• _Written exercise_
Collect every line in the material below that contains the word "white".

• _Source material_
---

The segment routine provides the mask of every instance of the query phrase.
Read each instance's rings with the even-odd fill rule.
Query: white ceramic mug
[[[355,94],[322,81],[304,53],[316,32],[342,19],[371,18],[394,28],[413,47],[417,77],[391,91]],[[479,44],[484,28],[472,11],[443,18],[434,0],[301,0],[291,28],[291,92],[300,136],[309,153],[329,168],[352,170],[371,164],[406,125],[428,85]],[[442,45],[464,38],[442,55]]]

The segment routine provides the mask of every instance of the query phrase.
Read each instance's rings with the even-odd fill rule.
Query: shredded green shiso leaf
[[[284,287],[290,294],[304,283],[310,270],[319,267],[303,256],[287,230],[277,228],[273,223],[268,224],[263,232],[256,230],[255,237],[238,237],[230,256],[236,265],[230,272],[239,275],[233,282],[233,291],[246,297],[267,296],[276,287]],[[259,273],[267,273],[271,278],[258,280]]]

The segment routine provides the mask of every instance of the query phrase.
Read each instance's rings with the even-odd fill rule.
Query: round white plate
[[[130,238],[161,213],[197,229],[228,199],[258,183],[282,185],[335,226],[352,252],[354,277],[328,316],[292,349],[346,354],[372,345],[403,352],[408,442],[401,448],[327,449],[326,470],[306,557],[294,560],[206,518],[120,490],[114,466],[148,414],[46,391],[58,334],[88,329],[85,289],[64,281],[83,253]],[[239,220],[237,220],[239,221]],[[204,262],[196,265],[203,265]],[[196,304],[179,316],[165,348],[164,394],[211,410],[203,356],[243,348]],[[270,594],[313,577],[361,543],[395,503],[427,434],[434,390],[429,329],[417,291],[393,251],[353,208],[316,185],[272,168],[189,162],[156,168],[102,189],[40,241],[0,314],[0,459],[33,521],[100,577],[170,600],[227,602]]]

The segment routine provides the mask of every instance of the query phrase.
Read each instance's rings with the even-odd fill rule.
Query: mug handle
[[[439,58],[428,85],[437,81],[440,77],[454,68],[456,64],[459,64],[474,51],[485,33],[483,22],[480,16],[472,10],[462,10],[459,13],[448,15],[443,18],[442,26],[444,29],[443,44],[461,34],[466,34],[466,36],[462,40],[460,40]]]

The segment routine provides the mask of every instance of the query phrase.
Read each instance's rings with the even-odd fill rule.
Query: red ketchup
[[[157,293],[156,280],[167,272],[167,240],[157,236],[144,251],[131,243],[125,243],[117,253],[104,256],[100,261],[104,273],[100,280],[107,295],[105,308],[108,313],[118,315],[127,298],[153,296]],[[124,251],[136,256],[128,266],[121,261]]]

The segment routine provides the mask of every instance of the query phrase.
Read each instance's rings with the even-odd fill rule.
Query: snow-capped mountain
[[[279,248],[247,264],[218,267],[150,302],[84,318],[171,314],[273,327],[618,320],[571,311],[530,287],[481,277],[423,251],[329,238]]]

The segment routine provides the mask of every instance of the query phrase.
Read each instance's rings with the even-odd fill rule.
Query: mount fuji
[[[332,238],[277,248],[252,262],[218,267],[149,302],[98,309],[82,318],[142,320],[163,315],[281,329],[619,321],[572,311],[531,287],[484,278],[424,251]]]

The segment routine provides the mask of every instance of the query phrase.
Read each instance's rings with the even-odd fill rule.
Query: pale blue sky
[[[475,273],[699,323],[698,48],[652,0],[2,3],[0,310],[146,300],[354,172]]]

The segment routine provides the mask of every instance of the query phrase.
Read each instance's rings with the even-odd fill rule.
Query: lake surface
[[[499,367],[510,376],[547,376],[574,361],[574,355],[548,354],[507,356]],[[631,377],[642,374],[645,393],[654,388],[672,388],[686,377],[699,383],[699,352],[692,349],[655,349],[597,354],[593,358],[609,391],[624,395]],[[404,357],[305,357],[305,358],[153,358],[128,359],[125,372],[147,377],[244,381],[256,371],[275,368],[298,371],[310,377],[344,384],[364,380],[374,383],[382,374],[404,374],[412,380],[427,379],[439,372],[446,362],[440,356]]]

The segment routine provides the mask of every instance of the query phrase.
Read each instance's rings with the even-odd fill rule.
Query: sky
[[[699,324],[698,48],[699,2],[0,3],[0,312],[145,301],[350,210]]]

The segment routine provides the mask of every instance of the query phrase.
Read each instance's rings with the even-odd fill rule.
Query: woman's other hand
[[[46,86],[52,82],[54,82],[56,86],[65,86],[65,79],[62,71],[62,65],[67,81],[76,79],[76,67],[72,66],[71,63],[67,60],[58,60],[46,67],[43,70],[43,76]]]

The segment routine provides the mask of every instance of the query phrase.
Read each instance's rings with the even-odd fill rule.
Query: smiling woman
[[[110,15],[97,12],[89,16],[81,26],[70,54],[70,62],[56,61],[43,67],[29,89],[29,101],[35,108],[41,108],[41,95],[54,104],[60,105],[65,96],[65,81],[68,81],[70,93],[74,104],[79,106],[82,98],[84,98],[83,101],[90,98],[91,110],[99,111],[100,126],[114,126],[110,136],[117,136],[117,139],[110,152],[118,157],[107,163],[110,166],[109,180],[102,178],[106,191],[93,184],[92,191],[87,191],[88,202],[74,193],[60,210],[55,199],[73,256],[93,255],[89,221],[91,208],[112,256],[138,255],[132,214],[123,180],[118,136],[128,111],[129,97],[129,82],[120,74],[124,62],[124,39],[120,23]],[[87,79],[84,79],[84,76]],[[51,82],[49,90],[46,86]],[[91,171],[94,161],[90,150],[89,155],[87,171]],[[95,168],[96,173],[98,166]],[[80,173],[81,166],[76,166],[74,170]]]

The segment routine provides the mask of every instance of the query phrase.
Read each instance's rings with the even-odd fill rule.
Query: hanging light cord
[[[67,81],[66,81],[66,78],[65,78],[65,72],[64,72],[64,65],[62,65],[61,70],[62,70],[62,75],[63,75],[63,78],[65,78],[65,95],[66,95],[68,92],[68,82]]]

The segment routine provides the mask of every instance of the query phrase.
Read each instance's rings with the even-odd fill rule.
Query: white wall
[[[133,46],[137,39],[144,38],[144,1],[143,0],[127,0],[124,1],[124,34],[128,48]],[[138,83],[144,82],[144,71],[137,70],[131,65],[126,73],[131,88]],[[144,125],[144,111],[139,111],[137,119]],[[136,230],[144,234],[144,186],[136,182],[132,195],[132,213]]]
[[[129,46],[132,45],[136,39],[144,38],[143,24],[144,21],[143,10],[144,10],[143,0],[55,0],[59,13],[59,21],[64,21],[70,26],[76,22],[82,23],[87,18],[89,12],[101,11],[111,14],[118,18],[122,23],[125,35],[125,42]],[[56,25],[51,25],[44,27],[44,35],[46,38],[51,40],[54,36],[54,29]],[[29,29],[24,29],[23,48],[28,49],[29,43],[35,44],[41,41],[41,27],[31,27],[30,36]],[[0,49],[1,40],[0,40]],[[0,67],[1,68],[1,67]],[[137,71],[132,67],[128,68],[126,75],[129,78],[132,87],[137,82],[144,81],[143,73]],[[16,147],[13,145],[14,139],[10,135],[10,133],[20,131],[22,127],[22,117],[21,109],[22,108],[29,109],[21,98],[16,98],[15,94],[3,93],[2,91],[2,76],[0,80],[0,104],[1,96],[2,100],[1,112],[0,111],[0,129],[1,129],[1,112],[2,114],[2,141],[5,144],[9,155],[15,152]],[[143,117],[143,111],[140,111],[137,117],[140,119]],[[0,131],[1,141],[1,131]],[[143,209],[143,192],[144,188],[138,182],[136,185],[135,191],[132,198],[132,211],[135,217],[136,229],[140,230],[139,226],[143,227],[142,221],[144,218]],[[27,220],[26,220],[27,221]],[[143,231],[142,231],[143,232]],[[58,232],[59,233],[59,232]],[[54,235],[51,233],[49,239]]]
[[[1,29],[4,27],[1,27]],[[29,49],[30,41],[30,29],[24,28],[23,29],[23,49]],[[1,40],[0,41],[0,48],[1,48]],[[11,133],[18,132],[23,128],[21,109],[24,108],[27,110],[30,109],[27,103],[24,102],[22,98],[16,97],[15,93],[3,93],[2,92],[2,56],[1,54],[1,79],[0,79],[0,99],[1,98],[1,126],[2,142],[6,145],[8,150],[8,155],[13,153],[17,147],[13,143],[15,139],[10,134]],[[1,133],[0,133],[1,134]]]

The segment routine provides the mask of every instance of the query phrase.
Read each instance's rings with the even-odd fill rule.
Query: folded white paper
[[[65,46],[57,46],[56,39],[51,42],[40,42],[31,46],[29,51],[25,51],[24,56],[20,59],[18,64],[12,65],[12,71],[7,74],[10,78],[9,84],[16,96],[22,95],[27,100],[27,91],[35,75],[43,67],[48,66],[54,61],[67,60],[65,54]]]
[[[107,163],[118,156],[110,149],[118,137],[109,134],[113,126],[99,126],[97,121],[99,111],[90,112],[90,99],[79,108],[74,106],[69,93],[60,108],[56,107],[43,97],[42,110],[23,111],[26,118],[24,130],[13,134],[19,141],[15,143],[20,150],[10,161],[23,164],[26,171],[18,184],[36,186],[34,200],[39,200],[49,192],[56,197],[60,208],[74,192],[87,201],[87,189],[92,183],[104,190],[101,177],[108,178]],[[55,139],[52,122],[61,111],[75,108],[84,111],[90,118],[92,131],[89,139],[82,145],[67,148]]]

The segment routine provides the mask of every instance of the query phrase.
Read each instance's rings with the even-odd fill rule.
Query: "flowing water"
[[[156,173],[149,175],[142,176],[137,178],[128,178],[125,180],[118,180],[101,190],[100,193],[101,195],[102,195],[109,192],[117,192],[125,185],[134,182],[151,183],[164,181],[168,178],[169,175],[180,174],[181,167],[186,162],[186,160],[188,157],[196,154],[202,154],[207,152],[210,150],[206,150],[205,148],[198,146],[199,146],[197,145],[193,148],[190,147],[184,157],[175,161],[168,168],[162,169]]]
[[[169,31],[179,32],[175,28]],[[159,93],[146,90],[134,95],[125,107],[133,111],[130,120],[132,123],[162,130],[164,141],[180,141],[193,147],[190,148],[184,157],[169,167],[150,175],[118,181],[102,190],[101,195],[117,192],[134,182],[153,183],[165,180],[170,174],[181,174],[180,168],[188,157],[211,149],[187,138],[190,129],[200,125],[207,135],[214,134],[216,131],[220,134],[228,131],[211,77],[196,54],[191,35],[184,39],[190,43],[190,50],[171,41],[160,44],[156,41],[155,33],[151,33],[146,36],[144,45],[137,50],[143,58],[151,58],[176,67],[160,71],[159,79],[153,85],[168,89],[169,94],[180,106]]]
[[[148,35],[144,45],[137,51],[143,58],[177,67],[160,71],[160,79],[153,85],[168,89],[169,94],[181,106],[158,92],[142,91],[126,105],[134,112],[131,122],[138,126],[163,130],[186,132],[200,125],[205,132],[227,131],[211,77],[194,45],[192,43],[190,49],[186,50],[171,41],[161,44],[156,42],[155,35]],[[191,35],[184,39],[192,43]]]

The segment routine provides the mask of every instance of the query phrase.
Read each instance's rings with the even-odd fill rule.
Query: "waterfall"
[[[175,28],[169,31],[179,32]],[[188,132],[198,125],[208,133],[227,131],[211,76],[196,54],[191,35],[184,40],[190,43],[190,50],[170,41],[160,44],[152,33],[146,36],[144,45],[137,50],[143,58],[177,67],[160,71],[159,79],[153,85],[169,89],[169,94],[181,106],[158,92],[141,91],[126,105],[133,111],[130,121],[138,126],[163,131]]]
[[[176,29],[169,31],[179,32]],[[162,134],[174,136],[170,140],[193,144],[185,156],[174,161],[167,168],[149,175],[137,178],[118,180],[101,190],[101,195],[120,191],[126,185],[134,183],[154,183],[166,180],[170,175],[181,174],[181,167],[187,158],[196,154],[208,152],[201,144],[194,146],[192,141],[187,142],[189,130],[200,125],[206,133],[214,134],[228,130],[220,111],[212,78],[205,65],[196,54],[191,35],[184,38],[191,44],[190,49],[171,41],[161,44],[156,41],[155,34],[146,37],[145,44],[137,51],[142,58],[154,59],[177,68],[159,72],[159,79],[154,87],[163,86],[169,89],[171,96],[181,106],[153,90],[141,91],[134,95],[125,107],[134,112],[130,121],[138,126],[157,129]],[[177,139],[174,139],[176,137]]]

---

• _Task result_
Query: white ceramic mug
Query: round white plate
Query: white wall
Query: folded white paper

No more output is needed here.